Rewrite the items below so that every "rock" becomes "boulder", with everything else unchanged.

═══ Listed entries

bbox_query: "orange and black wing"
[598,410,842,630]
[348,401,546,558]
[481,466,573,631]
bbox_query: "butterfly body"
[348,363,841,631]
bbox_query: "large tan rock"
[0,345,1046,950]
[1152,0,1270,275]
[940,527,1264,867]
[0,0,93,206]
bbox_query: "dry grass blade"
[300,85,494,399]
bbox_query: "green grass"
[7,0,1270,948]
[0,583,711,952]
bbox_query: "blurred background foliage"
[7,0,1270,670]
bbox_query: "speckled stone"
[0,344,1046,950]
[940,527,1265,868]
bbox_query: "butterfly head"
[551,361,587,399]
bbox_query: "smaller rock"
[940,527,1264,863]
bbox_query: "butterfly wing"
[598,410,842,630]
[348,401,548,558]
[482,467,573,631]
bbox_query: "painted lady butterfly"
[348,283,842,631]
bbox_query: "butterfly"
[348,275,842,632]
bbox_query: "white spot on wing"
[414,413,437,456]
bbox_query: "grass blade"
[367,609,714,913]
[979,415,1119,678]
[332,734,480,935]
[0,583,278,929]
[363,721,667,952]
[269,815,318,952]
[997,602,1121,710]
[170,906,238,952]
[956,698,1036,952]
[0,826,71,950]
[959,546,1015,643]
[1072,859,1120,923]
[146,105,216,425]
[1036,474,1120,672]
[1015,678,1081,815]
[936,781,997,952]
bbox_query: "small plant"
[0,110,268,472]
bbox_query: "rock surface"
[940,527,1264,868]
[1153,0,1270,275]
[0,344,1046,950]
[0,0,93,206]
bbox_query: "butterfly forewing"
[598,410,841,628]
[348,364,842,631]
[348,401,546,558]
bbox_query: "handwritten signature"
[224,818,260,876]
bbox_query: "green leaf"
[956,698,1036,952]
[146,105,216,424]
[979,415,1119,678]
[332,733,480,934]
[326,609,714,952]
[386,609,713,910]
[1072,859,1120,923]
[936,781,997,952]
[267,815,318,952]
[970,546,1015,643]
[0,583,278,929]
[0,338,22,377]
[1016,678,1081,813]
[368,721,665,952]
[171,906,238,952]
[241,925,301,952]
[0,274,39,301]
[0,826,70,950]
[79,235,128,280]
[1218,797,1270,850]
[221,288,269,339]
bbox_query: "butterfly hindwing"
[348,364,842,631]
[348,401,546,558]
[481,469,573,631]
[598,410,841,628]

══════

**Output of the exercise**
bbox_query: "orange and black wing"
[598,410,842,630]
[348,401,546,558]
[481,466,573,631]
bbox_query: "butterfly body"
[348,363,841,631]
bbox_query: "large tan boulder"
[0,345,1046,950]
[1152,0,1270,275]
[940,527,1264,867]
[0,0,93,206]
bbox_query: "dry grass blade"
[300,85,494,399]
bbox_query: "green grass"
[7,0,1270,948]
[0,583,711,952]
bbox_query: "blurred background foliage"
[7,0,1270,670]
bbox_query: "speckled stone"
[0,344,1046,950]
[940,527,1265,868]
bbox_query: "butterfly head"
[551,361,587,399]
bbox_query: "smaller boulder"
[940,527,1264,863]
bbox_query: "butterfly wing"
[598,410,842,630]
[348,401,548,558]
[482,467,573,631]
bbox_query: "painted lady butterfly"
[348,283,842,631]
bbox_query: "butterfly"
[348,275,842,632]
bbox_query: "white spot on wing"
[414,413,437,456]
bbox_query: "grass blade"
[367,609,714,913]
[979,415,1119,678]
[332,734,480,935]
[0,583,278,929]
[363,721,667,952]
[269,815,318,952]
[997,602,1121,710]
[170,906,238,952]
[956,698,1036,952]
[0,826,71,950]
[959,546,1015,643]
[1072,859,1120,923]
[146,105,216,425]
[1036,474,1120,672]
[1015,678,1081,815]
[936,781,997,952]
bbox_query: "small plant"
[0,110,268,472]
bbox_query: "boulder surface"
[940,527,1264,868]
[1153,0,1270,275]
[0,344,1046,950]
[0,0,93,206]
bbox_query: "butterfly forewing"
[598,410,841,628]
[348,364,842,631]
[348,401,546,558]
bbox_query: "handwritten signature"
[224,818,260,876]
bbox_query: "green leaf"
[956,698,1036,952]
[146,105,216,424]
[979,415,1119,678]
[332,733,480,934]
[326,609,714,952]
[386,609,713,910]
[1072,859,1120,923]
[936,781,997,952]
[267,815,318,952]
[970,546,1015,643]
[0,583,278,929]
[0,338,22,377]
[1016,678,1081,813]
[368,721,665,952]
[171,906,238,952]
[241,925,301,952]
[0,274,39,301]
[0,826,70,950]
[79,235,128,280]
[1218,797,1270,850]
[221,288,269,339]
bbox_query: "butterfly hindwing"
[348,364,842,631]
[348,401,546,558]
[481,469,573,631]
[598,410,841,628]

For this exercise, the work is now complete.